• **Supplied passage**
>>>>>

MacNevin said education needs to start early, especially “where most men get sexual education from pornography and those images are not accurate.”

“Education at the high school level is too late, it needs to start at the ground level.”

MacNevin said people previously may not have been inclined to act, but once a face is put to the issue, it changes the dynamics.

Rehtaeh Parsons is an example of how a human face mobilized people to respond.

“Sexualized violence is not more prevalent,” MacNevin said, “it’s just social media is playing the part in making it more visible.”

“Social media gives the appearance that there are more cases, but the cases have always been there.”

She said, “Hegemonic masculinity” is the problem: “The idea that real men shouldn’t cry and this notion of what is manly.”

MacNevin said men are victims of sexualized violence as well, but there is a notion that it’s not manly to come forward as a victim of assault.

The issue of gender based-violence is still evident and there are still hurdles in trying to curtail it.

The issue has arisen again in light of the recent Dalhousie dentistry scandal.

The Canadian Federation of Students, in a study released in December, stated 50 per cent of women in the country will experience a level of gender-based violence before the age of 25.

Gender-based violence is still commonplace on university campuses in the country.

<<<<<

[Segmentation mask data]
>>>>>

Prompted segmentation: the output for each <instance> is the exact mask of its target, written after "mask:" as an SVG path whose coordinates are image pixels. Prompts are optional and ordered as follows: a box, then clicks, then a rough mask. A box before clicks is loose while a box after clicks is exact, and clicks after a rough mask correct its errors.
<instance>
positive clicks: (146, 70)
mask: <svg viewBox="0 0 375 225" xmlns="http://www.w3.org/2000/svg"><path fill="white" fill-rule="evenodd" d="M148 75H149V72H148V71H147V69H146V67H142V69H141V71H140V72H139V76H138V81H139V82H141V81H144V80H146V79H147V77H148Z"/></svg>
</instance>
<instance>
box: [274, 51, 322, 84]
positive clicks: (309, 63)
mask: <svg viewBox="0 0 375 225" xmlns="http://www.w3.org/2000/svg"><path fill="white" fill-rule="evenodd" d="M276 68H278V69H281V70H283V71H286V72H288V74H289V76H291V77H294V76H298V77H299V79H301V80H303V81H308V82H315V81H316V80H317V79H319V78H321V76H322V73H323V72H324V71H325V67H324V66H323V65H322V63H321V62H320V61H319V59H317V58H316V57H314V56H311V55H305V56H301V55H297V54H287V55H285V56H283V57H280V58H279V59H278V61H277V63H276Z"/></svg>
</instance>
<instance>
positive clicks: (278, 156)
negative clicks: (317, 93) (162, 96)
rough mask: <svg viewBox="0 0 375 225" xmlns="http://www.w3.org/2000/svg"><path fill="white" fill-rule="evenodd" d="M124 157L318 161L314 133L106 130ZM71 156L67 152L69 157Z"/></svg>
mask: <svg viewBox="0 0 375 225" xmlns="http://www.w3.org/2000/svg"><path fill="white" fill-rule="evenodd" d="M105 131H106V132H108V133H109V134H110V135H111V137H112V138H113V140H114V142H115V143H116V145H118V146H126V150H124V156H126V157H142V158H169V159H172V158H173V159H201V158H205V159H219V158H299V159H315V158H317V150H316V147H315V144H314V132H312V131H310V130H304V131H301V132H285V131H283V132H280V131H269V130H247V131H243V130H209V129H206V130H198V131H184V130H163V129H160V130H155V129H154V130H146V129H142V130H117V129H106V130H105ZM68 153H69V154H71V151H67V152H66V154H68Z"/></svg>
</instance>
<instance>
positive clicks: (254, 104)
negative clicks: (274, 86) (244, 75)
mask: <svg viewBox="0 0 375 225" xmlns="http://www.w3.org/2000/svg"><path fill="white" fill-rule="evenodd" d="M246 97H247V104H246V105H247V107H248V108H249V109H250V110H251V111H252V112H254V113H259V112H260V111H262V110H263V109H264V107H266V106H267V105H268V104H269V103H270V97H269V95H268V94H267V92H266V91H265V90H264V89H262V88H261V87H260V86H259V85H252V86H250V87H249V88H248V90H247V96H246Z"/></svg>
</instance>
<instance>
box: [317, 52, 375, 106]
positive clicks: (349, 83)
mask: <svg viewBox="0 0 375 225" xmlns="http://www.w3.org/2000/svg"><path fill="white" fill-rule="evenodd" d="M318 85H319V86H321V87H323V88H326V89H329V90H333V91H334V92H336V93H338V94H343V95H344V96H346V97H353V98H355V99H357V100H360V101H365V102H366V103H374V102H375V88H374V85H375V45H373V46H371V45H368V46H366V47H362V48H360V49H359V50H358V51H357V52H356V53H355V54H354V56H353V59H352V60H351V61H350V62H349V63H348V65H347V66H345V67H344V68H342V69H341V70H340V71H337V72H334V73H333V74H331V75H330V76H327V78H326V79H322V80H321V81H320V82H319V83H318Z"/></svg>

<<<<<

• **Apply what you read**
1. Extract each line of the records that contains the string "negative", copying those lines in full.
2. Carry on the passage about gender-based violence, starting right after its final sentence.
The text and the records have no connection to each other.

• **Responses in order**
1.
negative clicks: (317, 93) (162, 96)
negative clicks: (274, 86) (244, 75)

2.
One in 10 women in Canada will suffer some level of abuse by the hands of their partners at the university level, and 25 per cent of women who are in their undergrad will experience sexual assault.

The student group agrees education is key when discussing consent, the definition of sexual violence and the growing issue of rape culture.

Bilan Arte, national deputy chairperson at CFS, said at the university level there should be conversations on what gender-based violence is and how it will not be acceptable on campus.

“It needs to be spelled out clearly and the discussion should be normalized and more conversationalized,” Arte said.

“We don’t have it all figured out, but we need to develop more sexual assault counselling.”

Arte said, “In universities there is not a comprehensive policy to curtail sexual violence and to define what is sexual violence.”

Structure is needed to give the victims the ability to come forward and report the crime, while knowing they have a safe place to go and a strong support system backing them, Arte said.